## EXERCISE
Please copy out every line from the entries below that contains the word "cloud".

## DATA FOR THIS TASK
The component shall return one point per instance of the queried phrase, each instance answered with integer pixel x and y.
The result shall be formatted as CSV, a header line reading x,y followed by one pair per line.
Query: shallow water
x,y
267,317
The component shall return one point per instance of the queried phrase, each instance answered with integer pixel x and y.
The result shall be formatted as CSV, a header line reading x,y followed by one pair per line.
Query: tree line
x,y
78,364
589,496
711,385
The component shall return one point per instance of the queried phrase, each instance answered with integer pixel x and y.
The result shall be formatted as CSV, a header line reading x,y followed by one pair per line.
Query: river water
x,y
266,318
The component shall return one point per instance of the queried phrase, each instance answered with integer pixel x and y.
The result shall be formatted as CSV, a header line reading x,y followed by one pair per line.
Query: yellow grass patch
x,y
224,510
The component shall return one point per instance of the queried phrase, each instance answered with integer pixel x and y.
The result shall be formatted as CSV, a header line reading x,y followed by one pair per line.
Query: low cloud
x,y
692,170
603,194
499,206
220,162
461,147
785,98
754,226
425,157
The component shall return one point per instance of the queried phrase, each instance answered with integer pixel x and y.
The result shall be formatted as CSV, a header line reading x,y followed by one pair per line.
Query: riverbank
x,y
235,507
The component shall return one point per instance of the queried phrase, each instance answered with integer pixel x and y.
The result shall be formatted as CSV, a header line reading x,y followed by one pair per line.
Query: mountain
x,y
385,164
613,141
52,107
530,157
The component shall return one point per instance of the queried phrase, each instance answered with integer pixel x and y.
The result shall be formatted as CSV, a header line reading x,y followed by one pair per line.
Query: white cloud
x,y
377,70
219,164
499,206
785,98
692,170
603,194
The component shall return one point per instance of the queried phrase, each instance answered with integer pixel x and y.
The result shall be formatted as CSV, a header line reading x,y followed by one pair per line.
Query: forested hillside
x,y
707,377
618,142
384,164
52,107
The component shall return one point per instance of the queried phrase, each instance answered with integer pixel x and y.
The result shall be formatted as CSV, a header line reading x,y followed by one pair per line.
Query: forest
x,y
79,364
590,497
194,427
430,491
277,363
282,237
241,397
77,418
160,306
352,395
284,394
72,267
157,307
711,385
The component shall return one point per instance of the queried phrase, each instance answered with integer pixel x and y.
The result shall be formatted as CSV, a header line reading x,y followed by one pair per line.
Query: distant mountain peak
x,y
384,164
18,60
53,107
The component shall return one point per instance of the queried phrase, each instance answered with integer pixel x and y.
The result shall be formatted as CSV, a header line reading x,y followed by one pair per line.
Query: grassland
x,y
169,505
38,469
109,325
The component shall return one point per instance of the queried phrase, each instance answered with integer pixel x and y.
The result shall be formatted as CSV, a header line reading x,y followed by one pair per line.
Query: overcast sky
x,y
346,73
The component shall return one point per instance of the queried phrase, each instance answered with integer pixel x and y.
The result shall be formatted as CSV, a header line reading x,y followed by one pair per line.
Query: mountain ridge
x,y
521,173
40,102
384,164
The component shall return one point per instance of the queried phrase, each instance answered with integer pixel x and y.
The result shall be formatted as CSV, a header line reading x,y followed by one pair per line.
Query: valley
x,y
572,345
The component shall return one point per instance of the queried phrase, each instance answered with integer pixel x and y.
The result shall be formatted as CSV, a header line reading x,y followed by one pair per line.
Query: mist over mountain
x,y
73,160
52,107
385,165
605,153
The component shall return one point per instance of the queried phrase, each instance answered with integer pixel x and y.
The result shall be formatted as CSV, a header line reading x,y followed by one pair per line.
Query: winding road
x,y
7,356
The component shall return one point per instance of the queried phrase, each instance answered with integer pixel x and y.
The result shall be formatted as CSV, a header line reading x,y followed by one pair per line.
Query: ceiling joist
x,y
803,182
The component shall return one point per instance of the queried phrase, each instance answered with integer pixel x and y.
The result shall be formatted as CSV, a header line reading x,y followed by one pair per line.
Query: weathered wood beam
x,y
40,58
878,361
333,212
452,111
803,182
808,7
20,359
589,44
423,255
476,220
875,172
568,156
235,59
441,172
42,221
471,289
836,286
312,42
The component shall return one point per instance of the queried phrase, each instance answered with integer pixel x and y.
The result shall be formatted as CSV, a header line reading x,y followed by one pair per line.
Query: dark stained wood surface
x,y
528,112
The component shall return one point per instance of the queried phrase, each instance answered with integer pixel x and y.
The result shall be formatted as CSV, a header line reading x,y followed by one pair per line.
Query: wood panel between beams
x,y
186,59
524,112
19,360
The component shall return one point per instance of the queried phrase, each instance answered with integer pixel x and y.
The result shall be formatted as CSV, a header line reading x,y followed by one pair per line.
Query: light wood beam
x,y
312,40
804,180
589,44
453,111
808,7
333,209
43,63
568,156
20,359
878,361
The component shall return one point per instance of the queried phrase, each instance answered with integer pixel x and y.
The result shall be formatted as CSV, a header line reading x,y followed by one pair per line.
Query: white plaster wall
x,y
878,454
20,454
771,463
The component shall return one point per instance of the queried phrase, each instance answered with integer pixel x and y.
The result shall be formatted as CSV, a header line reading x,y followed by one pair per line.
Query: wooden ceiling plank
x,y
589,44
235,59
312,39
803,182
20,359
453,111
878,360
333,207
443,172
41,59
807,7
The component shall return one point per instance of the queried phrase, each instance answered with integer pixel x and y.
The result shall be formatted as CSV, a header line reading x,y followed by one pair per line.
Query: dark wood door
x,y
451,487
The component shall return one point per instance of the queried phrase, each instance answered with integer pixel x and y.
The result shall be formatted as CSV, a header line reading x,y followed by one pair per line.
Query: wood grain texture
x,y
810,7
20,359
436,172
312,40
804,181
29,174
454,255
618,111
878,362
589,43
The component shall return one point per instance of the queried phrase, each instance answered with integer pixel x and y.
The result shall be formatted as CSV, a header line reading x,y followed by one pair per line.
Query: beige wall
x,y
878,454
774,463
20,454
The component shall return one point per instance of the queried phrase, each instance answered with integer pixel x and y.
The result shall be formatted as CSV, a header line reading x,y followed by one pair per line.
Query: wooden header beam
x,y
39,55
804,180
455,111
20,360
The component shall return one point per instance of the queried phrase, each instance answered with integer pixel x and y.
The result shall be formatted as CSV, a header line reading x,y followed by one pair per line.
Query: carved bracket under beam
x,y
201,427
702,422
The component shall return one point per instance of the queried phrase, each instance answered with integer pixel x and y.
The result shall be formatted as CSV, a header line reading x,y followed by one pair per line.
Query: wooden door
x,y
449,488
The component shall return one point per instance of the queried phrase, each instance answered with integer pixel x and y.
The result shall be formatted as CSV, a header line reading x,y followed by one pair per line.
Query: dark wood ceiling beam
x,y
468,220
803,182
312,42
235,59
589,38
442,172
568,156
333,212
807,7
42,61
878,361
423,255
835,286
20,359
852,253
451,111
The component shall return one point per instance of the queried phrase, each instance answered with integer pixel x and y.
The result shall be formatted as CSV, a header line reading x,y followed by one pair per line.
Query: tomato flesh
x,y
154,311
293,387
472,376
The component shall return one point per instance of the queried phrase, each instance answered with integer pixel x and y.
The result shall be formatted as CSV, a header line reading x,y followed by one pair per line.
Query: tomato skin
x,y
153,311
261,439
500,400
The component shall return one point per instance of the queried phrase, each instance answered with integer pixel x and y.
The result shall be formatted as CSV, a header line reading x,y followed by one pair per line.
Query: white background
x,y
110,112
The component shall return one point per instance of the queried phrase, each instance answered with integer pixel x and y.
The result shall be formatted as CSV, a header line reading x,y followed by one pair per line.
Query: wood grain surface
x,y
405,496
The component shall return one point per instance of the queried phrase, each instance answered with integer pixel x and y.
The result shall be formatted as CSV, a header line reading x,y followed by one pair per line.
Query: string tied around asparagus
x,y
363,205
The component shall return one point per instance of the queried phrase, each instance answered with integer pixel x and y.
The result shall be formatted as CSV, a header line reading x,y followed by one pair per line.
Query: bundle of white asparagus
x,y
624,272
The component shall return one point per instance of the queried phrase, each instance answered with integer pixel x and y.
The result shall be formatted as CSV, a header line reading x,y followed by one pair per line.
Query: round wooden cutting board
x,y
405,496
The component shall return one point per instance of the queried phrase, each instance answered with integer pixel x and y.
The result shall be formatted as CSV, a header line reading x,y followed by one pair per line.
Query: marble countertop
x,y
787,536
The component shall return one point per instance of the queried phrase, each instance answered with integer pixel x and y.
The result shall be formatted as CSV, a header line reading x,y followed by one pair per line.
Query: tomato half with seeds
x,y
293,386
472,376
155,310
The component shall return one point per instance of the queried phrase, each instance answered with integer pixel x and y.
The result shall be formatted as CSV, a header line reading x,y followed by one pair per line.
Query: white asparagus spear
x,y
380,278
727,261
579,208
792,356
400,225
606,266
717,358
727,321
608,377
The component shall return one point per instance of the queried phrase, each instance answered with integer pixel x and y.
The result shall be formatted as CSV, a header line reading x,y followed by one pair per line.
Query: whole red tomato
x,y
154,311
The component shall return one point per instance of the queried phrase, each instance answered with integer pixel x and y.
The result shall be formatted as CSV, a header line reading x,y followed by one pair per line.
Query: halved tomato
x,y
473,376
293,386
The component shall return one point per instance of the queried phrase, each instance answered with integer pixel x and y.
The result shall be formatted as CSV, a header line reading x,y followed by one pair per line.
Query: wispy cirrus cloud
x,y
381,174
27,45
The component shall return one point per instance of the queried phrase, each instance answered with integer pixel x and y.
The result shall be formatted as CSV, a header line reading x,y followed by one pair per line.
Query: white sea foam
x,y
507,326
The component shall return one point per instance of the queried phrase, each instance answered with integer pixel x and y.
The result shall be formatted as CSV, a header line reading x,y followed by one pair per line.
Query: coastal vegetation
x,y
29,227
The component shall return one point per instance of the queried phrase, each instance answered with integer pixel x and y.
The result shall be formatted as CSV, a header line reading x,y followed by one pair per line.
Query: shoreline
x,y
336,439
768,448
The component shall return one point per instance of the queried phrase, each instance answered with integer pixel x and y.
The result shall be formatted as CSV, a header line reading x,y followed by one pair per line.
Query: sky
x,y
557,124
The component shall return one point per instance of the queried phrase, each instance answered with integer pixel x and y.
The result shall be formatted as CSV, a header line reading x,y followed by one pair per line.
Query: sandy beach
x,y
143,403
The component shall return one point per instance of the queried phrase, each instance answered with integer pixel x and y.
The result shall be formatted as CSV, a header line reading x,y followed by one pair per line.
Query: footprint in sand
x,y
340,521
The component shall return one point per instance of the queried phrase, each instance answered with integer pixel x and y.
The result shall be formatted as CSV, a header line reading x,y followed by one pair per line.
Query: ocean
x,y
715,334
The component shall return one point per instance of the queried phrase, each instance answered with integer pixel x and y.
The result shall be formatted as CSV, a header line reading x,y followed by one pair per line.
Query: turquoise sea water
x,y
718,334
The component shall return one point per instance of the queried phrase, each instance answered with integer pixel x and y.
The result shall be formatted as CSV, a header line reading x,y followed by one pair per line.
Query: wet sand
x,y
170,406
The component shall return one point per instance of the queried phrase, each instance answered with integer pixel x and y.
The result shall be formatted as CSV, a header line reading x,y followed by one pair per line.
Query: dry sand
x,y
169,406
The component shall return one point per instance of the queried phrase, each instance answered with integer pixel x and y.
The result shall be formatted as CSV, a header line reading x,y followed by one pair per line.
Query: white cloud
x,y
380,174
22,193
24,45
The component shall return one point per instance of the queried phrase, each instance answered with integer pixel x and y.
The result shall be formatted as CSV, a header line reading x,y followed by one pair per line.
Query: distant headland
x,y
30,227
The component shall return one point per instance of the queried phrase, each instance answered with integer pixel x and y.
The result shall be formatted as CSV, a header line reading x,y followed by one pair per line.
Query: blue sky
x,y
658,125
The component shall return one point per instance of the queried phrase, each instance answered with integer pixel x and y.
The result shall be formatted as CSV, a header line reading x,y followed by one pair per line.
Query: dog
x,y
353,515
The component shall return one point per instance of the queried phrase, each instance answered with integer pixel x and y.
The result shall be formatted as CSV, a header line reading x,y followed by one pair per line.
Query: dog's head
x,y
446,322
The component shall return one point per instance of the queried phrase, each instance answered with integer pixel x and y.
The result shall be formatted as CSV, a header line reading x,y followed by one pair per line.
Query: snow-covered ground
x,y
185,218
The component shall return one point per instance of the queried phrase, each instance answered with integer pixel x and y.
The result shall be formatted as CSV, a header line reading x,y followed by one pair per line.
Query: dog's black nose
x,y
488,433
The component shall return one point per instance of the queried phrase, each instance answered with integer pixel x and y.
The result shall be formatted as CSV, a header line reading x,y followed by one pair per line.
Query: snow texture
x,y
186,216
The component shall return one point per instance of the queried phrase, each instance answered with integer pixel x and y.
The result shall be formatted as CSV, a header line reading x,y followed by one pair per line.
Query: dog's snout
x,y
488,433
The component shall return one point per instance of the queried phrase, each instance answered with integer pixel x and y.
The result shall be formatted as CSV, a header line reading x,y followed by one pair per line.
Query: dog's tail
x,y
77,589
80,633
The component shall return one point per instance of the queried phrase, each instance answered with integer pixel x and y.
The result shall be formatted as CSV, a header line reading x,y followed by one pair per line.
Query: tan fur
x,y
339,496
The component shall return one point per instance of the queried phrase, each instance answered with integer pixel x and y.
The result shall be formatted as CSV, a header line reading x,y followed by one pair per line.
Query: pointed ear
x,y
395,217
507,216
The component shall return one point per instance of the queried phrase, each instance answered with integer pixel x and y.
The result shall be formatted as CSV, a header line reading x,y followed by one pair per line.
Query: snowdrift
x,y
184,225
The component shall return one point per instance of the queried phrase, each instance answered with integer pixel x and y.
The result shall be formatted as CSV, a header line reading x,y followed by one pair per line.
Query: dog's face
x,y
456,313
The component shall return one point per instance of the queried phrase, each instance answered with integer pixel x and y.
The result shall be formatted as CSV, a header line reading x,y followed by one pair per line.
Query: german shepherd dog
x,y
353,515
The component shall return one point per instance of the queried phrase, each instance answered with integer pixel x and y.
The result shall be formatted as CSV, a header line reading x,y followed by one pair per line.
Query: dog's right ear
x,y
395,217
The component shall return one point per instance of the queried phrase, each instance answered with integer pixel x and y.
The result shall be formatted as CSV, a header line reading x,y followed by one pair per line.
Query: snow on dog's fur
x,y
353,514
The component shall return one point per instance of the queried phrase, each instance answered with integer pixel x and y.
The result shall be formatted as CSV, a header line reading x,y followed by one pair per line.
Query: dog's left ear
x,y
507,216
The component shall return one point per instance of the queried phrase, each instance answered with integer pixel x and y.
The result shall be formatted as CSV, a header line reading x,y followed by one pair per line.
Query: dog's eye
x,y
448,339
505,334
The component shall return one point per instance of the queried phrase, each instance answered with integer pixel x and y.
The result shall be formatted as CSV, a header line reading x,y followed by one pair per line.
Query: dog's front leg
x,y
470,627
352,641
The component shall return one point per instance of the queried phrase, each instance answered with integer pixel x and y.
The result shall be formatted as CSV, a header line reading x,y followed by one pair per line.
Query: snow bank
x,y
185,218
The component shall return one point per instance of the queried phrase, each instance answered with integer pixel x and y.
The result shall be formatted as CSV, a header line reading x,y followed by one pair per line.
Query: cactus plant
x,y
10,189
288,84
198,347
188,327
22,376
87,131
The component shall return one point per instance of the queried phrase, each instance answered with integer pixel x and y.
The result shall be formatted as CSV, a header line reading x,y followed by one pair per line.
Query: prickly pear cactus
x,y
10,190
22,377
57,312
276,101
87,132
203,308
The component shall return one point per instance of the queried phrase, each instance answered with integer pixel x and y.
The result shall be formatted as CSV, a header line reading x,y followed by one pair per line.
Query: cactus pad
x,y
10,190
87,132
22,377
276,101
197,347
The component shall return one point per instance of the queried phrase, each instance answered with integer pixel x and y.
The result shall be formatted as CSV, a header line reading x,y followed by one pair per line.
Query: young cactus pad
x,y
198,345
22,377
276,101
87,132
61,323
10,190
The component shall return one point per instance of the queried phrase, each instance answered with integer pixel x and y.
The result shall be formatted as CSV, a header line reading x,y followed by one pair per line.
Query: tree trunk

## RIGHT ANSWER
Query: low cloud
Query: white cloud
Query: wispy cirrus cloud
Query: white cloud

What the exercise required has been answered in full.